Document

○ ○ ○

This post is in reference to this question which asks about the general antiderivative of the following function with the arbitrary constants $a_i,b_i\in \mathbb{R}\forall i\in[1,n]\cap\mathbb{Z^{+}}$.
$$\int\prod_{i=1}^{n}(x-a_i)^{b_1}\mathrm dx$$
It seems easy at first to generalise because this is practically a polynomial, but the source of ambiguity are the real exponents, because they seem to make applying the binomial theorem invalid.
I am thinking about using Taylor series for the $i$th term of the product, but again would we then center the series about the $a_i$? Also how to make sense of something like $(1+x)^{e}$? How to get a grip on it? Any hints are appreciated. Thanks.
Update $1$:
Here's what I've done with the case when $n=2$, using the generalised binomial theorem for complex valued index.
$$\begin{aligned}\int\prod_{i=1}^{2}(x-a_i)^{b_i}\mathrm dx&=\int \prod_{i=1}^{2}\sum_{k=0}^{\infty}(-1)^{k}{b_i\choose k}x^{b_i-k}a_i^{k}\mathrm dx\\ &=\int\left(\sum_{k=0}^{\infty}(-1)^{k}{b_1\choose k}x^{b_1-k}a_1^k\right)\left(\sum_{j=0}^{\infty}(-1)^{j}{b_2\choose j}x^{b_2-j}a_2^{j}\right)\mathrm dx\end{aligned}$$
Considering the $k$th term of the series with parameters $a_1,b_1$ with the corresponding series with parameters $a_2, b_2$ and integrating term by term.

○ ○ ○

Supplied data

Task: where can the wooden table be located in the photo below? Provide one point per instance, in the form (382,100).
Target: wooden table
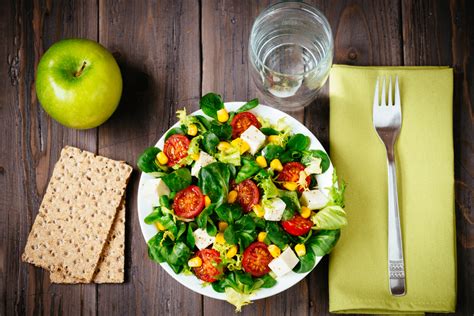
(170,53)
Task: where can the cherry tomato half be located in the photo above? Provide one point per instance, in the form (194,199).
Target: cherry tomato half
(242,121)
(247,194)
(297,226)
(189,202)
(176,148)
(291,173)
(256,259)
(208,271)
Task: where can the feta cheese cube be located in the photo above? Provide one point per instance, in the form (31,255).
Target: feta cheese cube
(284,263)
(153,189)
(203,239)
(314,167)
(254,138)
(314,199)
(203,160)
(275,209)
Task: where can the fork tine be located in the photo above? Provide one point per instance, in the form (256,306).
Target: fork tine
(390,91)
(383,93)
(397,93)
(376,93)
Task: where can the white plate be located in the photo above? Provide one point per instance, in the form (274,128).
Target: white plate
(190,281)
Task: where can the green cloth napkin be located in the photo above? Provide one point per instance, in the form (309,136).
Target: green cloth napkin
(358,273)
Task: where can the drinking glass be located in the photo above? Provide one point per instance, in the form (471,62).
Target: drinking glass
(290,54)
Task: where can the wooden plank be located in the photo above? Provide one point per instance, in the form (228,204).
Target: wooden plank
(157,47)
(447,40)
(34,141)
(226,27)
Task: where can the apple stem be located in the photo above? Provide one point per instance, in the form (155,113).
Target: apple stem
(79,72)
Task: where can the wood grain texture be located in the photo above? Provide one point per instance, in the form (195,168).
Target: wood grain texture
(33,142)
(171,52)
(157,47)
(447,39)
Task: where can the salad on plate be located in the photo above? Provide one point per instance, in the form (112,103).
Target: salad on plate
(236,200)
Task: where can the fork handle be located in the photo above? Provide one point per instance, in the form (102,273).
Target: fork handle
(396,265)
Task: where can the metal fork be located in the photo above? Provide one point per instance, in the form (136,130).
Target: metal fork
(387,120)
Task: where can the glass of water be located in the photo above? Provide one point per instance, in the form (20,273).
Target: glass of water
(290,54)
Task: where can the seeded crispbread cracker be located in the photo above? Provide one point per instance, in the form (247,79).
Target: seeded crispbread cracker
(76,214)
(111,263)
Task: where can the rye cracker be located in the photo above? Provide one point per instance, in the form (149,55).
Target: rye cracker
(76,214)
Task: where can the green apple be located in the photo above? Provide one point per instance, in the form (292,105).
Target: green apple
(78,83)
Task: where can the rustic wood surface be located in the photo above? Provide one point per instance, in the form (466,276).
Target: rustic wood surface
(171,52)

○ ○ ○

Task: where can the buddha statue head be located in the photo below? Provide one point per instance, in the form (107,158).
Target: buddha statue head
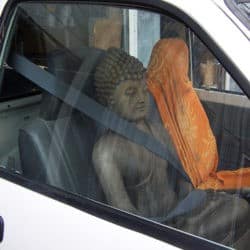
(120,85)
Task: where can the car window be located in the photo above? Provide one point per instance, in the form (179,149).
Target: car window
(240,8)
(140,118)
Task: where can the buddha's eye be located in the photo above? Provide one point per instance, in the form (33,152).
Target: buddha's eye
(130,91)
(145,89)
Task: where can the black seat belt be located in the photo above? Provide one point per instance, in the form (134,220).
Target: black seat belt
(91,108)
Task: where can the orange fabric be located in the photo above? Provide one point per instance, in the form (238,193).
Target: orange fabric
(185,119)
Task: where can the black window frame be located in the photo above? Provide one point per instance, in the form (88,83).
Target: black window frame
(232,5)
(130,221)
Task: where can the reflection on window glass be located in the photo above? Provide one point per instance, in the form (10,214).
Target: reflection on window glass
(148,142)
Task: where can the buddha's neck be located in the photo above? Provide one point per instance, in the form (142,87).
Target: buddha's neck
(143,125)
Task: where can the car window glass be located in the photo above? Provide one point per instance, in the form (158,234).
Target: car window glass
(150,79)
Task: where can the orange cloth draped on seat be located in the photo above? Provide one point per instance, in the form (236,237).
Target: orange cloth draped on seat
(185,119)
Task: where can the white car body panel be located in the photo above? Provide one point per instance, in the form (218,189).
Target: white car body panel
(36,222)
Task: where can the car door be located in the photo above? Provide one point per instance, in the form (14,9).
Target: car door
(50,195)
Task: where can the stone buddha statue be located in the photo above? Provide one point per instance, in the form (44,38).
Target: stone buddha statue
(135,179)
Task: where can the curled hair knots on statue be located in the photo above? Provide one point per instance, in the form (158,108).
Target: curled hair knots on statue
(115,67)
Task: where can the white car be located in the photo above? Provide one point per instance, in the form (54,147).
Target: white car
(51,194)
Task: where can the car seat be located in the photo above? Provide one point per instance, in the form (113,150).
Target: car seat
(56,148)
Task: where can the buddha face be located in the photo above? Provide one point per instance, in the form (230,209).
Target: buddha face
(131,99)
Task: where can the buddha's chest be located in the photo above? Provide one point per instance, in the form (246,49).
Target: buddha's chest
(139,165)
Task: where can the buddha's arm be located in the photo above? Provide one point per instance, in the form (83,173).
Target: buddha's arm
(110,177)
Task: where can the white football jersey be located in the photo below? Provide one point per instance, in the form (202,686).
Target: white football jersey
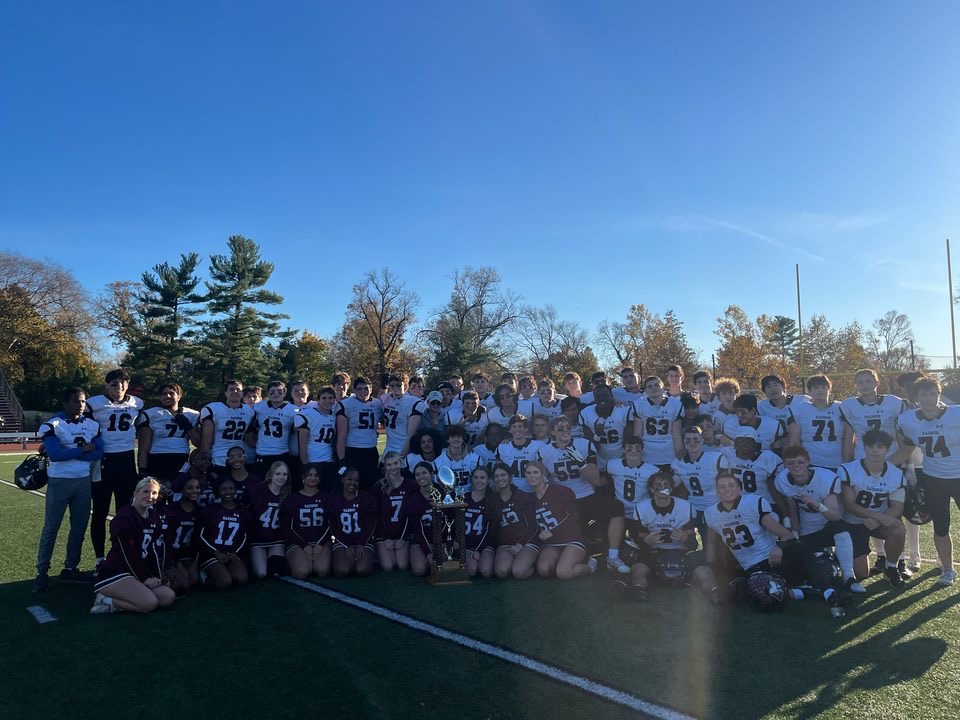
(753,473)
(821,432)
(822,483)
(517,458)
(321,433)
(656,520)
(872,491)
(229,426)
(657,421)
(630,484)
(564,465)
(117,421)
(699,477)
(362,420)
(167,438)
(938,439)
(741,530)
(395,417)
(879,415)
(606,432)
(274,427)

○ ○ ○

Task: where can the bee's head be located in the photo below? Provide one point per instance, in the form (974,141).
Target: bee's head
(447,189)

○ ○ ○

Exercise
Continue the forum post on integrating a product of real powers of (x − a_i), starting after its last sentence.

Written response
$$\begin{aligned}\int{b_1\choose k}\frac{(-1)^{k}a_1^k}{x^k}\sum_{j=0}^{\infty}{b_2\choose j}\frac{(-1)^{j}a_2^j}{x^{j-(b_1+b_2)}}\mathrm dx&= \sum_{j=0}^{\infty}(-1)^{j+k}{b_1\choose k}{b_2\choose j}a_1^ka_2^j\int\frac{\mathrm dx}{x^{k+j-(b_1+b_2)}}\\&=\sum_{j=0}^{\infty}(-1)^{j+k}{b_1\choose k}{b_2\choose j}a_1^ka_2^j\left(\frac{x^{(b_1+b_2)-(j+k)+1}}{(b_1+b_2)-(j+k)+1}\right)\end{aligned}$$
The integral we started with is now simply the summation of this $k$th term with $k$ varying discretely from $k=0$ to $k=\infty$.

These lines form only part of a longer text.